Was all this inevitable? Or was it the result of mistaken United States policy which left Castro no alternative? No legend is more enduring than the notion that Washington ‘forced’ Cuba into the arms of Moscow. In fact, the revolution was very popular in the United States in the early months of 1959. When Castro visited this country in the spring, his journey had aspects of a triumphal procession. I met him at the Harvard Faculty Club in Cambridge, jaunty in his olive-green fatigues, and heard him speak that evening to several thousand students in the Harvard Stadium. He gave a fluent harangue, memorable chiefly for a disarming ability to make jokes in English. The undergraduates were delighted. They saw in him, I think, the hipster who in the era of the Organization Man had joyfully defied the system, summoned a dozen friends and overturned a government of wicked old men.
Even the Eisenhower administration hoped for a while they could do something with him. Official policy toward Castro, it must be said, had been in a more than usual state of confusion. Eisenhower’s first ambassador, Arthur Gardner, was strongly pro-Batista; his successor, Earl E. T. Smith, hoped that Batista would leave quietly; while the State Department was sure that the dictatorship was doomed. Arms deliveries to Batista were stopped as early as March 1958, but the United States military mission remained—a compromise which displeased both sides. When Batista fled the country, Washington gave the revolutionary government prompt recognition. In March 1959 it sent a new ambassador to Havana—Philip Bonsai, a skilled and liberal-minded professional who had earned the deep dislike of the Rojas Pinilla dictatorship in Colombia and then had won the confidence of the leaders of the Bolivian Revolution. When Castro reached Washington in April, the State Department set up meetings with the economic members of his delegation to discuss an aid program.

○ ○ ○ ○

TASK GOAL
Write out, word for word, the part of the passage on Castro and the United States between "Was all this" and "wicked old men.", inclusive.

RECORDED INFORMATION
○ ○ ○ ○

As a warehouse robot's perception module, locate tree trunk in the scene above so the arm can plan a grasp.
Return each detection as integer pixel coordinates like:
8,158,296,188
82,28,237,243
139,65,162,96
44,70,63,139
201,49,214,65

○ ○ ○ ○

EXPECTED ANSWER
Was all this inevitable? Or was it the result of mistaken United States policy which left Castro no alternative? No legend is more enduring than the notion that Washington ‘forced’ Cuba into the arms of Moscow. In fact, the revolution was very popular in the United States in the early months of 1959. When Castro visited this country in the spring, his journey had aspects of a triumphal procession. I met him at the Harvard Faculty Club in Cambridge, jaunty in his olive-green fatigues, and heard him speak that evening to several thousand students in the Harvard Stadium. He gave a fluent harangue, memorable chiefly for a disarming ability to make jokes in English. The undergraduates were delighted. They saw in him, I think, the hipster who in the era of the Organization Man had joyfully defied the system, summoned a dozen friends and overturned a government of wicked old men.